*Aim of the exercise*. From the court opinion below, list every chapter number of the Wisconsin Vehicle Code that is named as exempting "implements of husbandry."

*Passage shown*.
----------
Decided October 8, 1971.
APPEALS from judgments of the circuit court for Dane county: W. L. JACKMAN, Circuit Judge. Affirmed.
For the appellant in Case No. 123 the cause was argued by E. Gordon Young, assistant attorney general, with whom on the brief were Robert W. Warren, attorney general, and Richard E. Barrett, assistant attorney general.
For the appellant in Case No. 124 there were briefs by Quarles, Herriott, Clemons, Teschner Noelke, attorneys, and Maxwell H. Herriott and Frank J. Daily of counsel, all of Milwaukee, and oral argument by Maxwell H. Herriott.
For the respondents in Case No. 123 there was a brief by Willink Thompson of Madison, and oral argument by Dale R. Thompson.
For the respondent in Case No. 124 the cause was argued by E. Gordon Young, assistant attorney general, with whom on the brief was Robert W. Warren, attorney general.
This case involves appeals from two separate judgments of the circuit court for Dane county. Both judgments arose out of actions for declaratory judgment. A common question was presented in each case and, accordingly, the appeals were consolidated for argument.
The first case (Case No. 123 on this court's calendar), Wisconsin Fertilizer Association, Inc., et al., v. James L. Karns, Administrator, Division of Motor Vehicles, was commenced on March 28, 1967, and resulted in a judgment on January 5, 1970, declaring that bulk dry fertilizer applicators and trailer mounted liquid fertilizer applicators were "implements of husbandry," but that trailer mounted liquid fertilizer containers, with and without attached application equipment, were not "implements of husbandry."
The second case (Case No. 124 on this court's calendar) was commenced by the American Oil Company against James L. Karns as Administrator of the Motor Vehicle Division on July 31, 1970. The judgment in that case dated September 14, 1970, declared that trailer mounted liquid fertilizer applicators were "implements of husbandry" and that trailer mounted liquid fertilizer containers, with and without attached application equipment, were not.
The determination of whether the fertilizer equipment falls within the definition of "implements of husbandry" is crucial in the decision of the cases. The Wisconsin Vehicle Code, in chapters 340, 341, 343, 347, and 348, exempts "implements of husbandry" from various statutes that require the licensing of operators and the placement of various safety signals and devices upon vehicles on the highway. "Implement of husbandry" is defined in sec. 340.01(24), Stats.:
"`Implement of husbandry' means a vehicle or piece of equipment or machinery designed for agricultural purposes, used exclusively in the conduct of agricultural operations and used principally off the highway."
The plaintiffs in each case seek to have their equipment declared to be within the exemption as "implements of husbandry."
----------
*Data excerpts*.

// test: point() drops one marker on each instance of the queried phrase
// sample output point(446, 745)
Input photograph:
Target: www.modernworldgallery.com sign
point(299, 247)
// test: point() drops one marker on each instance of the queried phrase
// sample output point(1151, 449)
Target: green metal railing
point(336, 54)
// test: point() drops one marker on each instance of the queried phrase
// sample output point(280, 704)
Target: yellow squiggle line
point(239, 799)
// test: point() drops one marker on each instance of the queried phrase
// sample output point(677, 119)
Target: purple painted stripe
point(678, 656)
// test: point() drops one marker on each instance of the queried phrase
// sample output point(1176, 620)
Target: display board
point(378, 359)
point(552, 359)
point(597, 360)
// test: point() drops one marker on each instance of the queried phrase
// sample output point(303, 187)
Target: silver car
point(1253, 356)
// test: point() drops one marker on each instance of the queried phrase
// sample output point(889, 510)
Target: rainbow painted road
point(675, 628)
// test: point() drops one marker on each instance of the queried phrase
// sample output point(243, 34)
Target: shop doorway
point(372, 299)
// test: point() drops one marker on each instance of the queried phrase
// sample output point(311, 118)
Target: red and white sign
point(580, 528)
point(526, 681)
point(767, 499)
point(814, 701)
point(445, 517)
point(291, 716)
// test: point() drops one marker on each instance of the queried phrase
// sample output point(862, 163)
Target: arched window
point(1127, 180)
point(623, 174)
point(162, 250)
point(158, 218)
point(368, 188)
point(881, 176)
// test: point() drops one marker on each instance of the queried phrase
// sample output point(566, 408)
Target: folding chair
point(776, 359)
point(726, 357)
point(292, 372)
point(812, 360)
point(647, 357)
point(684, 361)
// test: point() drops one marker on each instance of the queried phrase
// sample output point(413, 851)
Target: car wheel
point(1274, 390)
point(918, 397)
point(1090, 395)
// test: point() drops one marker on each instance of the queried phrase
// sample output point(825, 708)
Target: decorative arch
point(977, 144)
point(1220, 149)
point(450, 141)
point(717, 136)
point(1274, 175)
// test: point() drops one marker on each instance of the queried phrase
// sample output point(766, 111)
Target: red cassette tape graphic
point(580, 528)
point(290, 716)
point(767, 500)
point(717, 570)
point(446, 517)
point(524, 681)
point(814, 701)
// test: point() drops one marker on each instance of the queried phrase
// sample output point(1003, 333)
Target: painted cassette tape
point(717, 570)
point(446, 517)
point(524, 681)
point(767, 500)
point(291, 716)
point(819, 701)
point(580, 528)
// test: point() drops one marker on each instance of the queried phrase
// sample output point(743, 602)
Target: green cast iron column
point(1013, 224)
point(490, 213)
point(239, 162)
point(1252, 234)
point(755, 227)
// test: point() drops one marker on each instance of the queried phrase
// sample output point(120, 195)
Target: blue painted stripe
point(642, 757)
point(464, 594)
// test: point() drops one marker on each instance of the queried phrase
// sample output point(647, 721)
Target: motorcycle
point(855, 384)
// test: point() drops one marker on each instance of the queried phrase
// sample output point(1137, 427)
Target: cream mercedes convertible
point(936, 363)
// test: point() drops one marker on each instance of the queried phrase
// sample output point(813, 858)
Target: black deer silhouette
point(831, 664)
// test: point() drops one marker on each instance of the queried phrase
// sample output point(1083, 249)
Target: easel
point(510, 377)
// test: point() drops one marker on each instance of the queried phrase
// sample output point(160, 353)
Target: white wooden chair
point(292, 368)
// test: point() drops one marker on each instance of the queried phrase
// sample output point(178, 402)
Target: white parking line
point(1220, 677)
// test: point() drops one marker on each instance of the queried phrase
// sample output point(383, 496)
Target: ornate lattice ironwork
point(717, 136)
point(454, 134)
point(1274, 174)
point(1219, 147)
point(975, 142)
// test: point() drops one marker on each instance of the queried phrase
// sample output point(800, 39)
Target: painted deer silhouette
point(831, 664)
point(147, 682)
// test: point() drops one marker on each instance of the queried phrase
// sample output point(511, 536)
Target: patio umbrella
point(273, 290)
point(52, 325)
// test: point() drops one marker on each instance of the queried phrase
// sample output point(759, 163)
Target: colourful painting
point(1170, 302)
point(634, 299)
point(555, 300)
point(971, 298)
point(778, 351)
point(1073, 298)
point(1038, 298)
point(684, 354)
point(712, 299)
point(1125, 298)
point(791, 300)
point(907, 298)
----------
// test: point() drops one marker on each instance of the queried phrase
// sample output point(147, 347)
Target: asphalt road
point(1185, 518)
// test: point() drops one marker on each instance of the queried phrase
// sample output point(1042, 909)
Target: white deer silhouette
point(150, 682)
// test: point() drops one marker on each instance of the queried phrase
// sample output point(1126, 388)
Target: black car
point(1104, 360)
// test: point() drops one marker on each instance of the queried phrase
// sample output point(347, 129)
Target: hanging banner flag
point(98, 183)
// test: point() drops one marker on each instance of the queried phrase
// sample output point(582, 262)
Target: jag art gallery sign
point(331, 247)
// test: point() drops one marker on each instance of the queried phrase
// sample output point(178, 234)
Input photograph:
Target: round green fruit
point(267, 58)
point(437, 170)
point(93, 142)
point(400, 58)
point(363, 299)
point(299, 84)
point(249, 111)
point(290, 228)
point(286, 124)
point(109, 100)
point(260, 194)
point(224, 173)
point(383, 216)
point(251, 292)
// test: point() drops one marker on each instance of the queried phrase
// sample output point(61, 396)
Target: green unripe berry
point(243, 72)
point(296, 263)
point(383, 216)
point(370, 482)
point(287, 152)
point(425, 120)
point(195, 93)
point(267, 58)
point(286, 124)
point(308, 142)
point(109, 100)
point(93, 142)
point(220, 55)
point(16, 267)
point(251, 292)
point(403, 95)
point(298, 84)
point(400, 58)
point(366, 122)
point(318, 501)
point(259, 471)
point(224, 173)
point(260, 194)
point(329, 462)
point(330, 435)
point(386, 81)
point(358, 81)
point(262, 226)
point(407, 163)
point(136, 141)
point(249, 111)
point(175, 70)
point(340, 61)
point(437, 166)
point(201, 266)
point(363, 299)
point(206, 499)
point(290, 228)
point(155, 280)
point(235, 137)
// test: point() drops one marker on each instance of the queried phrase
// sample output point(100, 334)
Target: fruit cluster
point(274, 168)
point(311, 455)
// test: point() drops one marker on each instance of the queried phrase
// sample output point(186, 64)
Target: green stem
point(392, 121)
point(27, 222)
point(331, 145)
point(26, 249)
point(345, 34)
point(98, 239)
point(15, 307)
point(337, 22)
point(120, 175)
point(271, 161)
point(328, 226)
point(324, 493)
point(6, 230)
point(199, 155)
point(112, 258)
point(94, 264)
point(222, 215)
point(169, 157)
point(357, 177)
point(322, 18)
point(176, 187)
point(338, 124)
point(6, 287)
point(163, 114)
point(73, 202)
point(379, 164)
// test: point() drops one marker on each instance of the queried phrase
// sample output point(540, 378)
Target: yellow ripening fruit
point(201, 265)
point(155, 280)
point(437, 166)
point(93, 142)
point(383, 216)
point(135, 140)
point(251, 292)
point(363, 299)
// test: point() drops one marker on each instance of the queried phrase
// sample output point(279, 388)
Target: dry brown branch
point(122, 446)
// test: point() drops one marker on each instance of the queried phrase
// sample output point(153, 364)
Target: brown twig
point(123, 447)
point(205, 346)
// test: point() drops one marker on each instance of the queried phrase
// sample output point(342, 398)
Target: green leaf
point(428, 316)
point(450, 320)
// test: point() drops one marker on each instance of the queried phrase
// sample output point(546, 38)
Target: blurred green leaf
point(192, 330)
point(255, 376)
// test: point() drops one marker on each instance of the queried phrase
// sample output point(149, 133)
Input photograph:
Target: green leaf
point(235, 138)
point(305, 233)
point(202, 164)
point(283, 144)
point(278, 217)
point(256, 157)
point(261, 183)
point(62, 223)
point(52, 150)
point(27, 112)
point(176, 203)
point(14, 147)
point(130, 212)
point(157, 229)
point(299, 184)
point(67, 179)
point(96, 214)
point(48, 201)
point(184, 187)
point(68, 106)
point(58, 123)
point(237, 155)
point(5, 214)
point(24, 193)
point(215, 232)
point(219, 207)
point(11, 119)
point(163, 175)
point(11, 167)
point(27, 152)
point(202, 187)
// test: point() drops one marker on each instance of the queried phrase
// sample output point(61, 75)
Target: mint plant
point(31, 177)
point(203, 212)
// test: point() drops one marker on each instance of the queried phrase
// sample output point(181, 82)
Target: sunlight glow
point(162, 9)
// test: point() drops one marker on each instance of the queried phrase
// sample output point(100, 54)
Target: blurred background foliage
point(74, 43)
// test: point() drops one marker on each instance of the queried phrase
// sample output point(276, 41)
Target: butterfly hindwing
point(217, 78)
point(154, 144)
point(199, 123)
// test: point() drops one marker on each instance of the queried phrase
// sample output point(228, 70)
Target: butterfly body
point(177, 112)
----------
*Written response*. 340, 341, 343, 347, 348